PROBLEMS AND TASKS.
A. In the Hacker News discussion about Murakami and startups, what quote does one commenter attribute to Feynman?
B. Pick up the Hacker News discussion about Murakami and startups after its last comment and write what comes next.

-- start of PASSAGE TO READ --

Hacker News new | past | comments | ask | show | jobs | submit login
What Startups Can Learn From Haruki Murakami (readwriteweb.com)
21 points by naish on July 30, 2008 | hide | past | favorite | 7 comments



Goes to show that anything you enjoy, if you think about it hard enough, can be applied to startups. It's all human experience. Feynman said it as "The whole universe is in a glass of wine."

http://hackvan.com/brain/msg00058.html

Personally, I don't like this example. I love Murakami's novels because they contain mystery and loose ends, and they don't pretend that human lives neatly wrap up into stories. Murakami doesn't tell me what to think, he shows me enough complexity and paradox to make me think. The blog post, on the other hand, is name-dropping him to repackage the same motivational bullet points.


Indeed. I was expecting a lot more from the title than it delivered -- perhaps some kind of in-depth discussion of how the largely somewhat bizarre plots of Murakami's books can be related to startups. Maybe the end of the world in Hard Boiled Wonderland And The End Of The World tells us something about how to cope with time pressure, or sitting at the bottom of the well in The Wind Up Bird Chronicle is something to do with getting your best work done in isolation. Or, er, something.

But nope, just a list of random platitudinous advice which could be related to just about any successful person.


I never thought one day I will see people relate him with startups when I was 22 reading his novels 18 years ago.

One of my favorite quote from his "Norwegian Wood" is : ""The true enemy of this bunch was not State Power but Lack of Imagination". "This bunch" was socialist university students.


29 is not a "late bloomer" for a novelist. That's considered somewhat precocious, actually.


What an intriguing factoid. Could you elaborate on this? Where and why?

-- end of PASSAGE TO READ --
-- start of PROVIDED MATERIAL --

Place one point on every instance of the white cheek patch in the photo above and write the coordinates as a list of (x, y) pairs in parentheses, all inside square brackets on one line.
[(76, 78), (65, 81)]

-- end of PROVIDED MATERIAL --

RESPONSE LIST.
A. "The whole universe is in a glass of wine."

B.
Novelists (and short story writers) who publish a first book in their twenties are perceived as wunderkinder. It is considered much more usual to begin publishing books in your thirties. I'm basing this on my experience as a keen reader of "literary" fiction and as a fiction writer (with a handful of pubs, but no book, dammit). And no, if I published one today, I wouldn't be considered a wunderkinder ;-)

Now, I'm pretty confident in my assertion that this is the general perception, but I haven't compiled the facts to see whether perception coincides with reality. Certainly, I can think of many young first novelists from over the years: Michael Chabon, Philip Roth, Zadie Smith, Bret Easton Ellis, David Foster Wallace. Yes, Neal Stephenson, you hackers, you. But if you check out the press and reviews on their first books, you'll find that almost the most salient fact about them is their age.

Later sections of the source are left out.